Text segment:
☆ ☆ ☆ ☆ ☆
Skip to main content

Overview

POST /web/extract crawls a starting URL, converts pages to Markdown, and returns a data object that matches the JSON Schema you provide. Use it when you need typed facts from a site instead of raw HTML or Markdown.

/web/extract API reference

See the full request body, response shape, limits, and pricing.
/brand/ai/query is deprecated in favor of /web/extract. It remains live for the foreseeable future, so existing integrations do not need to migrate immediately, but new structured extraction work should use /web/extract.
☆ ☆ ☆ ☆ ☆
Goals:
a - For each statement below, say whether it agrees with the /web/extract overview. Answer yes or no and quote the words of the /web/extract overview that decide it.
(i) /brand/ai/query has already been shut down.
(ii) /web/extract returns a data object that matches a JSON Schema supplied by the user.
(iii) New structured extraction work should be built on /brand/ai/query.
b - In the entries, retype the lines starting with the line containing "the wooden post" and going on through the line containing "393), (312, 356)]", with both of those lines included.
The entries have no connection to the /web/extract overview.
☆ ☆ ☆ ☆ ☆
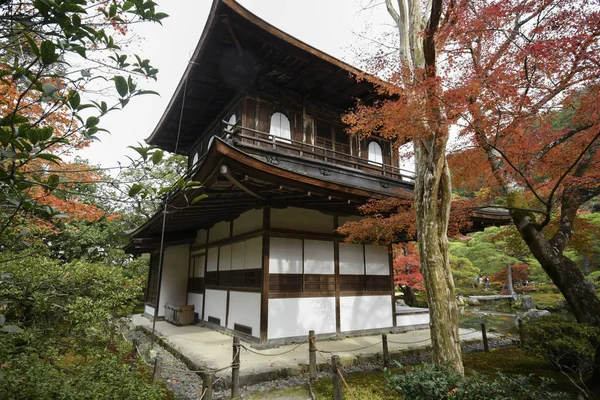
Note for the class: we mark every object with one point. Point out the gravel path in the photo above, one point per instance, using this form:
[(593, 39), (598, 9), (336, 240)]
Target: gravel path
[(187, 385)]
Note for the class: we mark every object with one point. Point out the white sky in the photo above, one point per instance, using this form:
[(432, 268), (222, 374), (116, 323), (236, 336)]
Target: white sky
[(329, 25)]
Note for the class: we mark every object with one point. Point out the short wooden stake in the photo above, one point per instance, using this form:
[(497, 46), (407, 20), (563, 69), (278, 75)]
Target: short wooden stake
[(386, 353), (157, 369), (338, 392), (207, 380), (486, 346), (312, 356), (235, 369), (521, 334)]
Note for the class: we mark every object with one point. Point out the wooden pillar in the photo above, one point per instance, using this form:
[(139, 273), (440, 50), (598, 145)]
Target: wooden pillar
[(264, 297)]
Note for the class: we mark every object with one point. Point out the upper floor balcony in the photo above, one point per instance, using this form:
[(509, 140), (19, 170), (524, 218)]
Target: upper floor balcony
[(274, 131)]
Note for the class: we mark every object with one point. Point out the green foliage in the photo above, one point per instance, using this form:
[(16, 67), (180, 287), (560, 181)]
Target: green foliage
[(463, 271), (567, 345), (486, 254), (68, 346), (430, 382)]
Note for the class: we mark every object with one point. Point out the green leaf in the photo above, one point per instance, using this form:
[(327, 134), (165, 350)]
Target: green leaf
[(135, 189), (121, 85), (32, 45), (48, 52), (157, 157), (92, 121), (11, 329), (74, 99), (197, 199)]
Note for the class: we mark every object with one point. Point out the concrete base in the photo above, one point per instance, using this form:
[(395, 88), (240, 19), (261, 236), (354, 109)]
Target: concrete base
[(200, 347)]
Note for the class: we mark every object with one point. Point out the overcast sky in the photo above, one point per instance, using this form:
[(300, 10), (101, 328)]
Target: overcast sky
[(329, 25)]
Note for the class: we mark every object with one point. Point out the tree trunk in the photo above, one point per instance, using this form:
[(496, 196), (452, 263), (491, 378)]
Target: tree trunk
[(432, 223)]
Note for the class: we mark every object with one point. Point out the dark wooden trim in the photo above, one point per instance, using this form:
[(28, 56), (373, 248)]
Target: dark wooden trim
[(264, 299), (391, 262), (288, 233), (336, 265), (230, 240), (371, 293), (233, 288), (302, 295), (227, 310), (205, 267)]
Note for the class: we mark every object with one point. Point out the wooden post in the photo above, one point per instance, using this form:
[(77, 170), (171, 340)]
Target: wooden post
[(134, 354), (386, 353), (235, 369), (157, 369), (521, 334), (486, 346), (207, 380), (338, 393), (312, 356)]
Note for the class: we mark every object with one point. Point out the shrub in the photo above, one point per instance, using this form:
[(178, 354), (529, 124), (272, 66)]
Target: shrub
[(430, 382), (567, 345)]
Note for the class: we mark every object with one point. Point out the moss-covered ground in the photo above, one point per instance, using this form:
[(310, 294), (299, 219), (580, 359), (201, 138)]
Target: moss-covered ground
[(371, 386)]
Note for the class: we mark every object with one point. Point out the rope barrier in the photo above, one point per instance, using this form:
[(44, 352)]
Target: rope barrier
[(350, 350), (273, 354)]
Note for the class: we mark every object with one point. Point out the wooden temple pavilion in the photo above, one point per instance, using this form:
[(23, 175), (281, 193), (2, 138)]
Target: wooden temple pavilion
[(257, 113)]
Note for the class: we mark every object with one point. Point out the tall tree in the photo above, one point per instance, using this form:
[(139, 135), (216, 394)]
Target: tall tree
[(418, 85)]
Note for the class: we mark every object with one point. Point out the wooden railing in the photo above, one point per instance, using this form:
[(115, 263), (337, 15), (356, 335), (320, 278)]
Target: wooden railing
[(317, 152)]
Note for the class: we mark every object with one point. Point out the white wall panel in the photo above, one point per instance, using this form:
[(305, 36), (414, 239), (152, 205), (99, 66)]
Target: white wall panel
[(296, 316), (213, 259), (378, 260), (300, 219), (220, 231), (201, 237), (195, 299), (285, 256), (244, 309), (352, 261), (365, 312), (238, 255), (225, 258), (318, 257), (352, 218), (173, 287), (248, 221), (254, 253), (412, 319), (216, 305)]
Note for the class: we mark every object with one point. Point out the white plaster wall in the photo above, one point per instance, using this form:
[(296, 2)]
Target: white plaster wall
[(248, 221), (216, 305), (244, 308), (149, 310), (173, 287), (201, 237), (196, 300), (378, 260), (300, 219), (351, 218), (213, 259), (254, 253), (285, 256), (318, 257), (220, 231), (365, 312), (412, 319), (352, 261), (296, 316), (225, 258), (238, 255)]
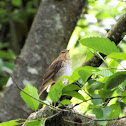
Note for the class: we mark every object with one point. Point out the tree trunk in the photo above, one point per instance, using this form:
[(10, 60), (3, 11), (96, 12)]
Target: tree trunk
[(50, 32)]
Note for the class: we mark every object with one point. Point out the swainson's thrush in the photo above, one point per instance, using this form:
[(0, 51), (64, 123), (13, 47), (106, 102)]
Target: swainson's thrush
[(61, 66)]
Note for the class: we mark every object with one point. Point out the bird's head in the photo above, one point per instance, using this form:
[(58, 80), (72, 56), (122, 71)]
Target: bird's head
[(65, 53)]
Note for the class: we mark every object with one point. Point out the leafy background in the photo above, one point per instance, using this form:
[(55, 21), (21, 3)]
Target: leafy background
[(103, 98)]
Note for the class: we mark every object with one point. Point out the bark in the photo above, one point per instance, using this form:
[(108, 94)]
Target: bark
[(50, 32)]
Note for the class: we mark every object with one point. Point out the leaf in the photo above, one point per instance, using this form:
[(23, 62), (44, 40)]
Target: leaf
☆ ☆ ☆ ☆ ☆
Solutions for each task:
a -
(i) No: "It remains live for the foreseeable future"
(ii) Yes: "returns a data object that matches the JSON Schema you provide"
(iii) No: "new structured extraction work should use /web/extract"

b -
Note for the class: we mark every object with one point. Point out the wooden post in the photo above, one point per instance, using this form:
[(77, 170), (171, 340)]
Target: wooden post
[(134, 354), (386, 353), (235, 369), (157, 369), (521, 334), (486, 346), (207, 380), (338, 393), (312, 356)]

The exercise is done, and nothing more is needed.